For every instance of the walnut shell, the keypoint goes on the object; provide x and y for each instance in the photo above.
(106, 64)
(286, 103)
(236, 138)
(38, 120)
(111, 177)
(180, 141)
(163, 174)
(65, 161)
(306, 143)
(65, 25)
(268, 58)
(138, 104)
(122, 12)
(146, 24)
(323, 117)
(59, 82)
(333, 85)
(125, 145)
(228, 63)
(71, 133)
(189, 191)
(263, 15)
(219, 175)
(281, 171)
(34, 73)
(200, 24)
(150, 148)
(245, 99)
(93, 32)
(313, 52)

* * *

### WHAT IS BEING ASKED
Copy out the entire listing above, every line, character for character and without changes.

### CORRECT ANSWER
For every instance of the walnut shell, the keypoint goes on the object; provide x and y for each instance in the photo above.
(106, 64)
(286, 103)
(236, 138)
(38, 120)
(111, 177)
(180, 141)
(163, 174)
(65, 161)
(306, 143)
(65, 25)
(268, 58)
(138, 104)
(122, 12)
(146, 24)
(323, 117)
(59, 82)
(333, 85)
(125, 145)
(228, 63)
(71, 133)
(189, 191)
(263, 15)
(219, 175)
(281, 171)
(34, 73)
(200, 24)
(150, 148)
(245, 99)
(93, 32)
(313, 52)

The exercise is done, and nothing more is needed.